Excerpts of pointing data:
───

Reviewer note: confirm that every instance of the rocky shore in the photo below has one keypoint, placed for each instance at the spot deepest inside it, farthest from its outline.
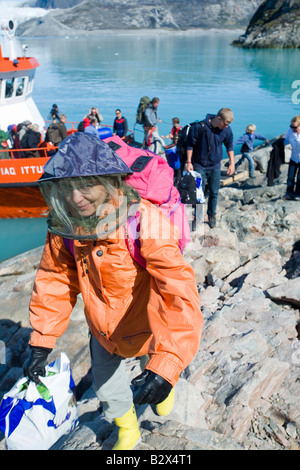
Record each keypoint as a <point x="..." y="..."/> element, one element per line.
<point x="241" y="392"/>
<point x="91" y="17"/>
<point x="276" y="24"/>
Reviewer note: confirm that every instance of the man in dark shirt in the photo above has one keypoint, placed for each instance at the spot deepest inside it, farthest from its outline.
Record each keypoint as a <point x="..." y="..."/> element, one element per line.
<point x="204" y="146"/>
<point x="120" y="126"/>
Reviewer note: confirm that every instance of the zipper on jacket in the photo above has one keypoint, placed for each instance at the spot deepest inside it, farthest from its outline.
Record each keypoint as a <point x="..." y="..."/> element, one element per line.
<point x="128" y="338"/>
<point x="85" y="265"/>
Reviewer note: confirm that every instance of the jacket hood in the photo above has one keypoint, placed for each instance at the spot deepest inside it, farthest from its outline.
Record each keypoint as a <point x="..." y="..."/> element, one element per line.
<point x="83" y="155"/>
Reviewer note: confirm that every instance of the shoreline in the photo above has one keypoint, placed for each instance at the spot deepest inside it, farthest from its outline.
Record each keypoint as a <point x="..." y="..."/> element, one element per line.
<point x="81" y="34"/>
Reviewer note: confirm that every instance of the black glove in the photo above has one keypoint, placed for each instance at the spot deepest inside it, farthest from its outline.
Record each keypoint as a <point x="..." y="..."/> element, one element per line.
<point x="152" y="388"/>
<point x="35" y="364"/>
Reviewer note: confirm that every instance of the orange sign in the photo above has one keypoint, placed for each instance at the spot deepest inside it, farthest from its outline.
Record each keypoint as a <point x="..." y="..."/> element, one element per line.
<point x="22" y="170"/>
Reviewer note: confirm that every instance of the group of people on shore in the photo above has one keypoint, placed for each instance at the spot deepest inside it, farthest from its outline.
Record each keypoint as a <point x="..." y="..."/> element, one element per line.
<point x="151" y="312"/>
<point x="204" y="150"/>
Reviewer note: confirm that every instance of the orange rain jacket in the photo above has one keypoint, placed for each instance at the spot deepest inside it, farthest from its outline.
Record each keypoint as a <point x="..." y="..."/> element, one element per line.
<point x="130" y="310"/>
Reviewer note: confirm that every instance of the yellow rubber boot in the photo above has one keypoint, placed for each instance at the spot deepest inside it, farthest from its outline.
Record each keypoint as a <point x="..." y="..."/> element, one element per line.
<point x="165" y="407"/>
<point x="129" y="433"/>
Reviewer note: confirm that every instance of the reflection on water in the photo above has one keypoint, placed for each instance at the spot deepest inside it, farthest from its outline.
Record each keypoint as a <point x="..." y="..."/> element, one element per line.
<point x="19" y="235"/>
<point x="192" y="74"/>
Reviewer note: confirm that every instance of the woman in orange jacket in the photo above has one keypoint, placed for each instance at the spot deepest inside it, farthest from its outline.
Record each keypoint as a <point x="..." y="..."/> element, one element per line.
<point x="130" y="311"/>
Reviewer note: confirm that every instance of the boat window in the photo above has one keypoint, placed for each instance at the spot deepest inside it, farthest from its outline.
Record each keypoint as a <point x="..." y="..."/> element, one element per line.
<point x="9" y="87"/>
<point x="20" y="86"/>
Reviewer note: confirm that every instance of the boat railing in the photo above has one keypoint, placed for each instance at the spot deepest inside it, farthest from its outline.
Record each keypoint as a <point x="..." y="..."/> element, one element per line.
<point x="46" y="149"/>
<point x="12" y="153"/>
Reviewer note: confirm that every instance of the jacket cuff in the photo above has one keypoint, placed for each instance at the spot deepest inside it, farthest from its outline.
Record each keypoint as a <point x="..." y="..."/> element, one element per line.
<point x="165" y="367"/>
<point x="36" y="339"/>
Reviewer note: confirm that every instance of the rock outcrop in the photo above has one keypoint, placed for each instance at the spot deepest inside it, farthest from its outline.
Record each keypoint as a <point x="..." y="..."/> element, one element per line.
<point x="241" y="391"/>
<point x="90" y="17"/>
<point x="276" y="24"/>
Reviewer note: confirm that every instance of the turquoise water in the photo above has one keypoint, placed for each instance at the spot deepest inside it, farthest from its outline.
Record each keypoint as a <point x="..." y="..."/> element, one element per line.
<point x="192" y="74"/>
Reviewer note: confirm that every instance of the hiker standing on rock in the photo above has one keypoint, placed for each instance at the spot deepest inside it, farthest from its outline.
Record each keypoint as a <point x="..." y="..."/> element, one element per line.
<point x="292" y="137"/>
<point x="131" y="311"/>
<point x="204" y="154"/>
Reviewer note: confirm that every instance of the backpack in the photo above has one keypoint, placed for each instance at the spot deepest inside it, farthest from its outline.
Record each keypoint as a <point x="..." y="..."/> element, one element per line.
<point x="182" y="140"/>
<point x="153" y="178"/>
<point x="144" y="101"/>
<point x="187" y="189"/>
<point x="53" y="134"/>
<point x="245" y="148"/>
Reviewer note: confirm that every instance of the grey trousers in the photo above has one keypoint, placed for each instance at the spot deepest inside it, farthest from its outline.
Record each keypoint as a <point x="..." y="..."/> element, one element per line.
<point x="110" y="380"/>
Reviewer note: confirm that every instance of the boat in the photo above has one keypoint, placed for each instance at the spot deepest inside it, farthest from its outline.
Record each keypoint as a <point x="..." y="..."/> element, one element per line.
<point x="20" y="196"/>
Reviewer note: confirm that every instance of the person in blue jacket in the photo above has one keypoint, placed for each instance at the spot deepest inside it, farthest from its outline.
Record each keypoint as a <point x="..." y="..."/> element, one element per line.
<point x="204" y="154"/>
<point x="248" y="140"/>
<point x="92" y="128"/>
<point x="120" y="126"/>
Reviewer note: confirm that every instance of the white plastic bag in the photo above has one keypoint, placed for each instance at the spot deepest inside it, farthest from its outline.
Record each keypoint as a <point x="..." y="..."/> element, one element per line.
<point x="35" y="416"/>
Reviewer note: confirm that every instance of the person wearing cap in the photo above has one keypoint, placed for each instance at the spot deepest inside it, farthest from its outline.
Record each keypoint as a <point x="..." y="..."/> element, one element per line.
<point x="131" y="311"/>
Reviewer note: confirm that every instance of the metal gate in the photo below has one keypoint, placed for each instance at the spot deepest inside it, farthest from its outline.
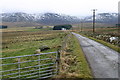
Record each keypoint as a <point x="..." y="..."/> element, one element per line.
<point x="35" y="66"/>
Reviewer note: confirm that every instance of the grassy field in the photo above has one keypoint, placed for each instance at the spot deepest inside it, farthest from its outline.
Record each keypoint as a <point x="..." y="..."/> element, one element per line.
<point x="18" y="41"/>
<point x="102" y="35"/>
<point x="73" y="61"/>
<point x="26" y="42"/>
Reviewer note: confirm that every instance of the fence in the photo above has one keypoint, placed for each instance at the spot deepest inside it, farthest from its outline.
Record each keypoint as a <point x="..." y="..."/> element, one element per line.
<point x="36" y="66"/>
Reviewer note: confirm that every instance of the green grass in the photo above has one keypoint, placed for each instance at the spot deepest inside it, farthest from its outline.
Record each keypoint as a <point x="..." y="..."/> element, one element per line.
<point x="25" y="43"/>
<point x="73" y="61"/>
<point x="116" y="48"/>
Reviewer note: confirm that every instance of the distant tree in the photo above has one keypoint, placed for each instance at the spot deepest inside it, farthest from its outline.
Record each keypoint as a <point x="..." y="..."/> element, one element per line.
<point x="59" y="27"/>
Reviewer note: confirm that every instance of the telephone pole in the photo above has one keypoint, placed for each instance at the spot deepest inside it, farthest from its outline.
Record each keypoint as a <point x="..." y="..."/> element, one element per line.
<point x="94" y="19"/>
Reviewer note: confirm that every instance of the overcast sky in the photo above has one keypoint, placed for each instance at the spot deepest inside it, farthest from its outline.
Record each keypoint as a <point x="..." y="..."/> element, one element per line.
<point x="69" y="7"/>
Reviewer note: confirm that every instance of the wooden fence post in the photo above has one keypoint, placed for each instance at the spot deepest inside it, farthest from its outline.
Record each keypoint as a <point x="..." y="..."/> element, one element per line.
<point x="58" y="61"/>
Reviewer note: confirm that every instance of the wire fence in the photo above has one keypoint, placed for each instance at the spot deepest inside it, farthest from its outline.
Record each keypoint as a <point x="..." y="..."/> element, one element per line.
<point x="35" y="66"/>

───

**Objective**
In the listing above, find the line with "Reviewer note: confirm that every instance of the telephone" and set down that line and all after it exactly, through the final line.

**Exercise output**
Reviewer note: confirm that every instance of the telephone pole in the photo above has one keypoint, placed for each instance at the spot deepest inside it, farthest from its outline.
Record each keypoint as a <point x="..." y="..."/> element, one element per line.
<point x="94" y="19"/>
Reviewer note: confirm that every instance of the overcast sky in the photo above has one keypoint, placed for each instance at the spot deepest inside it, farthest from its outline.
Record each keypoint as a <point x="..." y="..."/> element, one element per line.
<point x="69" y="7"/>
Reviewer note: confirm that every instance of the wooden fence post in the photo above has one keypoint, placed for each instance at the spot deepest inside it, farthest from its outline.
Record each keypoint as a <point x="..." y="..."/> element, one element per line.
<point x="58" y="61"/>
Reviewer note: confirm that every instance of the wire fence in the photo above has one keypoint, placed for each instance at the spot deepest inside it, farthest from its outline.
Record each keypoint as a <point x="..." y="..."/> element, one element per line.
<point x="35" y="66"/>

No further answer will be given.